*Given problem*
Rewrite every row below, changing "Return the mask" to "Output the mask" wherever it occurs and keeping everything else the same. Leave the pictures out of your answer.

Image boundary labeling rows:
┌──
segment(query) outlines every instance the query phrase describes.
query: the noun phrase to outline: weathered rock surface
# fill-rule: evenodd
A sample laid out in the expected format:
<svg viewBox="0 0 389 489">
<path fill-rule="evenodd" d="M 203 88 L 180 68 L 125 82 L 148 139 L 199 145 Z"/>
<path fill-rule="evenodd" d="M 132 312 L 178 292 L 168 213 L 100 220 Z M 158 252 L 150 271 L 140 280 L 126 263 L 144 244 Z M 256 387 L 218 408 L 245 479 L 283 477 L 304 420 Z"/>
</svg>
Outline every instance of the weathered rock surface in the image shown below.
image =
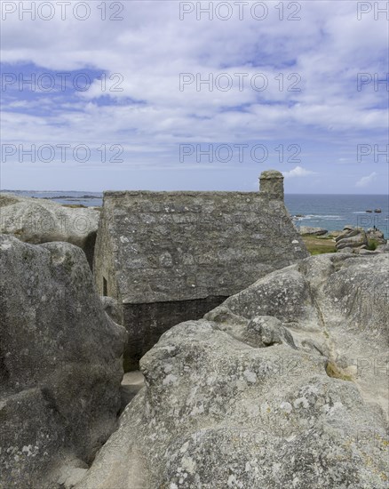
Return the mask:
<svg viewBox="0 0 389 489">
<path fill-rule="evenodd" d="M 1 489 L 83 475 L 116 427 L 125 341 L 80 248 L 0 235 Z"/>
<path fill-rule="evenodd" d="M 360 248 L 368 244 L 368 237 L 363 229 L 345 226 L 343 232 L 335 238 L 337 251 L 343 248 Z"/>
<path fill-rule="evenodd" d="M 310 226 L 300 226 L 298 228 L 300 235 L 322 236 L 329 231 L 323 228 L 311 228 Z"/>
<path fill-rule="evenodd" d="M 379 229 L 369 228 L 366 231 L 366 236 L 369 240 L 374 240 L 377 244 L 386 244 L 386 240 L 384 237 L 384 233 Z"/>
<path fill-rule="evenodd" d="M 274 271 L 141 359 L 77 489 L 384 489 L 389 256 Z"/>
<path fill-rule="evenodd" d="M 91 268 L 99 212 L 55 202 L 0 194 L 0 233 L 38 244 L 65 241 L 82 248 Z"/>
</svg>

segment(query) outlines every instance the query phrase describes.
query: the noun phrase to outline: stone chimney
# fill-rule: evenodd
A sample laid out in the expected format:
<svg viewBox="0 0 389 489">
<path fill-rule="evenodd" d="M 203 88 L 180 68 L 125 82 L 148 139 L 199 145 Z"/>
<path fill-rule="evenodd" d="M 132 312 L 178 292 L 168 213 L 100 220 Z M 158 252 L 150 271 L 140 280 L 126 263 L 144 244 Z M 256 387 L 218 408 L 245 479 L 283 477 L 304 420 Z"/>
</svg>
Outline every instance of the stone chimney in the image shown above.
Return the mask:
<svg viewBox="0 0 389 489">
<path fill-rule="evenodd" d="M 259 192 L 269 200 L 283 202 L 283 175 L 277 170 L 266 170 L 259 177 Z"/>
</svg>

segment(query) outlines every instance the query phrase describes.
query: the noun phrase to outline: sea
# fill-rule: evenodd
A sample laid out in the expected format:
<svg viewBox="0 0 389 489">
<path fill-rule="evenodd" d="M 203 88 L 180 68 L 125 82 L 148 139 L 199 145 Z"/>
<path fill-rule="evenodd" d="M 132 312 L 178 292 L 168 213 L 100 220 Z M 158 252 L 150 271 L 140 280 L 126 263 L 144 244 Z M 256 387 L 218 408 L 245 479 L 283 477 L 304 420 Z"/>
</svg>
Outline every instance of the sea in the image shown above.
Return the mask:
<svg viewBox="0 0 389 489">
<path fill-rule="evenodd" d="M 102 205 L 102 193 L 71 191 L 0 190 L 19 196 L 44 198 L 60 204 Z M 385 195 L 287 194 L 285 205 L 296 226 L 343 229 L 350 224 L 368 228 L 376 226 L 389 239 L 389 196 Z M 381 212 L 375 212 L 375 210 Z M 367 211 L 371 211 L 368 212 Z"/>
</svg>

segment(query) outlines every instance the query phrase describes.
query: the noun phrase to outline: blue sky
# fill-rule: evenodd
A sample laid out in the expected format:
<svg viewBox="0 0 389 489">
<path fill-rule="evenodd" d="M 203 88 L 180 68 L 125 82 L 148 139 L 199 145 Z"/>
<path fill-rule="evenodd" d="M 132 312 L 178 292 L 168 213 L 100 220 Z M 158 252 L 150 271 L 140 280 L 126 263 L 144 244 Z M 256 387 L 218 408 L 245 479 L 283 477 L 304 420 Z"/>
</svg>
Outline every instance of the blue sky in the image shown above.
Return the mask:
<svg viewBox="0 0 389 489">
<path fill-rule="evenodd" d="M 2 188 L 387 193 L 374 3 L 79 4 L 2 4 Z"/>
</svg>

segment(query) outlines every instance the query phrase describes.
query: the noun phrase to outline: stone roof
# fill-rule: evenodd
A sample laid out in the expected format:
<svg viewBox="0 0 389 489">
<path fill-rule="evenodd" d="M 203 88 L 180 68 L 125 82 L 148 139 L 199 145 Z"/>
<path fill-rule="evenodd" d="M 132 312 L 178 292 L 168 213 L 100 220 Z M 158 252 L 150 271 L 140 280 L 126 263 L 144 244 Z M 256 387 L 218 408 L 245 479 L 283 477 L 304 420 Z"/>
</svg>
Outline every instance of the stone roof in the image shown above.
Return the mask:
<svg viewBox="0 0 389 489">
<path fill-rule="evenodd" d="M 307 256 L 283 200 L 273 197 L 263 192 L 105 192 L 98 280 L 107 259 L 116 299 L 124 303 L 235 293 Z"/>
</svg>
└──
*Result for this exercise*
segment(query) outlines every instance the query phrase describes.
query: the noun phrase to outline: weathered rock surface
# fill-rule: evenodd
A sample laid out in the expected format:
<svg viewBox="0 0 389 489">
<path fill-rule="evenodd" d="M 203 88 L 180 68 L 125 82 L 148 139 L 199 145 Z"/>
<path fill-rule="evenodd" d="M 132 312 L 178 292 L 168 213 L 100 220 Z M 158 252 L 150 271 L 140 280 L 126 263 L 144 244 Z M 256 387 L 218 408 L 245 479 L 283 477 L 304 420 Z"/>
</svg>
Outline every instance of the weathered rock surface in the image shown below.
image =
Output the mask:
<svg viewBox="0 0 389 489">
<path fill-rule="evenodd" d="M 1 489 L 83 475 L 116 427 L 125 341 L 80 248 L 0 235 Z"/>
<path fill-rule="evenodd" d="M 360 248 L 368 244 L 368 237 L 363 229 L 345 226 L 343 232 L 335 238 L 337 251 L 343 248 Z"/>
<path fill-rule="evenodd" d="M 310 226 L 300 226 L 298 228 L 300 235 L 322 236 L 329 231 L 323 228 L 311 228 Z"/>
<path fill-rule="evenodd" d="M 379 229 L 369 228 L 366 231 L 366 236 L 369 240 L 374 240 L 377 244 L 386 244 L 386 240 L 384 237 L 384 233 Z"/>
<path fill-rule="evenodd" d="M 274 271 L 141 359 L 77 489 L 384 489 L 389 256 Z"/>
<path fill-rule="evenodd" d="M 91 268 L 99 212 L 55 202 L 0 194 L 0 233 L 38 244 L 65 241 L 82 248 Z"/>
</svg>

segment(query) outlines every instance the query phrase describes.
query: the noun phrase to outline: stone chimney
# fill-rule: evenodd
A sample laid out in the expected format:
<svg viewBox="0 0 389 489">
<path fill-rule="evenodd" d="M 203 88 L 180 68 L 125 82 L 148 139 L 199 145 Z"/>
<path fill-rule="evenodd" d="M 132 312 L 178 292 L 168 213 L 100 220 Z M 158 252 L 150 271 L 140 280 L 126 263 L 144 244 Z M 256 387 L 218 408 L 245 479 L 283 477 L 304 420 Z"/>
</svg>
Outline every instance of the stone chimney in the image shown above.
Output the mask:
<svg viewBox="0 0 389 489">
<path fill-rule="evenodd" d="M 259 192 L 269 200 L 283 202 L 283 175 L 277 170 L 266 170 L 259 177 Z"/>
</svg>

segment(query) outlines every instance the query phrase describes.
query: the noun phrase to outline: sea
# fill-rule: evenodd
A sample laid out in the expected format:
<svg viewBox="0 0 389 489">
<path fill-rule="evenodd" d="M 203 88 L 180 68 L 125 82 L 148 139 L 199 145 Z"/>
<path fill-rule="evenodd" d="M 132 312 L 178 292 L 168 213 L 100 220 Z M 158 252 L 150 271 L 140 280 L 126 263 L 144 244 Z M 256 387 L 218 408 L 245 479 L 283 477 L 304 420 Z"/>
</svg>
Outline every instance of the sea in the image shown above.
Output the mask:
<svg viewBox="0 0 389 489">
<path fill-rule="evenodd" d="M 102 205 L 102 193 L 71 191 L 0 190 L 19 196 L 44 198 L 60 204 Z M 385 195 L 287 194 L 285 205 L 296 226 L 343 229 L 350 224 L 368 228 L 376 226 L 389 239 L 389 196 Z M 381 212 L 375 212 L 375 210 Z M 367 211 L 371 211 L 368 212 Z"/>
</svg>

segment(query) outlines every instance the query phrase describes.
query: the noun phrase to outline: blue sky
# fill-rule: evenodd
A sample laid out in the expected format:
<svg viewBox="0 0 389 489">
<path fill-rule="evenodd" d="M 203 88 L 180 68 L 125 82 L 148 139 L 199 145 Z"/>
<path fill-rule="evenodd" d="M 132 312 L 178 292 L 168 213 L 100 220 Z M 158 252 L 150 271 L 140 280 L 126 263 L 144 244 Z M 256 387 L 218 408 L 245 479 L 283 477 L 304 420 Z"/>
</svg>
Outline every instance of the blue sky in the image shown above.
Output the mask:
<svg viewBox="0 0 389 489">
<path fill-rule="evenodd" d="M 2 188 L 387 193 L 374 3 L 79 4 L 2 4 Z"/>
</svg>

segment(query) outlines every instance the query phrase describes.
query: the noun phrase to outline: stone roof
# fill-rule: evenodd
A sample laid out in the expected format:
<svg viewBox="0 0 389 489">
<path fill-rule="evenodd" d="M 203 88 L 180 68 L 125 82 L 148 139 L 199 145 Z"/>
<path fill-rule="evenodd" d="M 132 312 L 178 292 L 168 213 L 100 220 Z M 158 252 L 150 271 L 140 280 L 126 263 L 144 244 Z M 256 387 L 218 408 L 245 479 L 283 477 L 304 420 Z"/>
</svg>
Outline every instance of the stone roof in the image shown above.
Output the mask:
<svg viewBox="0 0 389 489">
<path fill-rule="evenodd" d="M 307 256 L 283 200 L 273 197 L 263 192 L 105 192 L 98 280 L 107 259 L 116 299 L 124 303 L 235 293 Z"/>
</svg>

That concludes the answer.